◆ Provided data ◆
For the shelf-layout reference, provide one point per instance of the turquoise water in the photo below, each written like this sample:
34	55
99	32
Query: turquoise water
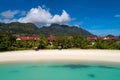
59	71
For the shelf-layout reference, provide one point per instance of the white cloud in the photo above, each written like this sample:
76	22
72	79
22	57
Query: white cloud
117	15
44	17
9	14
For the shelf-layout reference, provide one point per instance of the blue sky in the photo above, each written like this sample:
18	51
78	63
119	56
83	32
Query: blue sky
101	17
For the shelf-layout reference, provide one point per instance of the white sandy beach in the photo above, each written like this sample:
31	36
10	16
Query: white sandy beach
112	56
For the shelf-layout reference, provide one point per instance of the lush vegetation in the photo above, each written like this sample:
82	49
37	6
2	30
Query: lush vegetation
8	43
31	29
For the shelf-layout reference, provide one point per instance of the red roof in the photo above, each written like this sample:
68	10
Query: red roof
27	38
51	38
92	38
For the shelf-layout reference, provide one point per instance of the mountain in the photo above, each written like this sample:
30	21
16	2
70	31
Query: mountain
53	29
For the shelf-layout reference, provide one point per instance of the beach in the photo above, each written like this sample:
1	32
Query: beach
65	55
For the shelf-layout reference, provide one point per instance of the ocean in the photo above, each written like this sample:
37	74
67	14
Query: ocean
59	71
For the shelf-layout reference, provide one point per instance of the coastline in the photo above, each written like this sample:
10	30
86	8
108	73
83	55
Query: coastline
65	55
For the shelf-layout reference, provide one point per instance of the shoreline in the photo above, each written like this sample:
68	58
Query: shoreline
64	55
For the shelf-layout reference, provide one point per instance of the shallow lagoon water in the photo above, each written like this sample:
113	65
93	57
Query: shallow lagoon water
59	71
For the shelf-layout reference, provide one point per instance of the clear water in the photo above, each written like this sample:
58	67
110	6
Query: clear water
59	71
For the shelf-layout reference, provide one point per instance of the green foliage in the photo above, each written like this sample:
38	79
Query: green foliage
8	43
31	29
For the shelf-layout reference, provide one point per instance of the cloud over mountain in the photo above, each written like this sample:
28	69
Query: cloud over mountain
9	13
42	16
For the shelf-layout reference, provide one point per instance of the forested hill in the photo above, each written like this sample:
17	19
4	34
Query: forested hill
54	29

◆ Exercise description ◆
Copy out all of the records above, replacing "shelf-layout reference" with "coastal survey" wherever it appears and leaving everything else unchanged. Leave the pictures out of your copy.

◆ The result ◆
For the coastal survey, provide one point per instance of the turquoise water in the photo below, each written like this sample:
34	55
99	32
Query: turquoise water
59	71
For the coastal survey, provide one point per instance of the white cloud in the photo above, each written like this sample:
76	22
72	79
22	57
Query: white cloud
117	15
44	17
9	14
For the coastal survey, provide one point per instance of the blue sky in the photo above, each written like this sample:
18	51
78	63
119	56
83	32
Query: blue sky
101	17
For the coastal survey, provide one point per instance of the white sandy beach in the photo above, each written like this sample:
31	36
10	16
Query: white sandy beach
112	56
For the coastal survey, provide one point per instance of the lush vegetation in the photo above, each written like this sample:
82	49
37	6
2	30
Query: lush vegetation
8	43
31	29
For the coastal survey, provide one point per instance of the red roof in the photo above, each written like this sample:
68	10
Query: red roof
27	38
51	38
92	38
For the coastal survey, provide one point per instance of the mountain in the photo above, each written like this sample:
30	21
16	2
70	31
Query: mountain
53	29
For the coastal survey, provide one point per instance of the beach in the photo above, each written like this sample:
1	32
Query: beach
65	55
For the coastal survey, provide one point per instance of the ocean in the photo above, each written like this sample:
37	74
67	14
Query: ocean
59	71
For the coastal survey, provide one point per instance of the coastline in the photo above, each written like this sample:
10	30
86	8
108	73
83	55
Query: coastline
65	55
For the coastal survey, provide one point per instance of the shoreline in the photo above, each written like this sample:
68	58
Query: shoreline
64	55
For the coastal survey, provide one point per instance of the shallow lagoon water in the photo above, each written like this sample:
113	65
93	57
Query: shallow lagoon water
59	71
For the coastal survey, provide one point per instance of the clear water in the photo above, each written like this sample:
58	67
110	6
Query: clear water
59	71
For the coastal survey, provide one point per instance of the green foliage in the photo above, each written like this sample:
38	79
Query: green foliage
8	43
31	29
For the coastal survey, provide one point per instance of the cloud over mountain in the photo above, each written like this sample:
28	69
Query: cloud over mountain
9	13
42	16
For the coastal survey, provide one point per instance of the forested hill in the photo above, each written like this sample:
17	19
4	34
Query: forested hill
54	29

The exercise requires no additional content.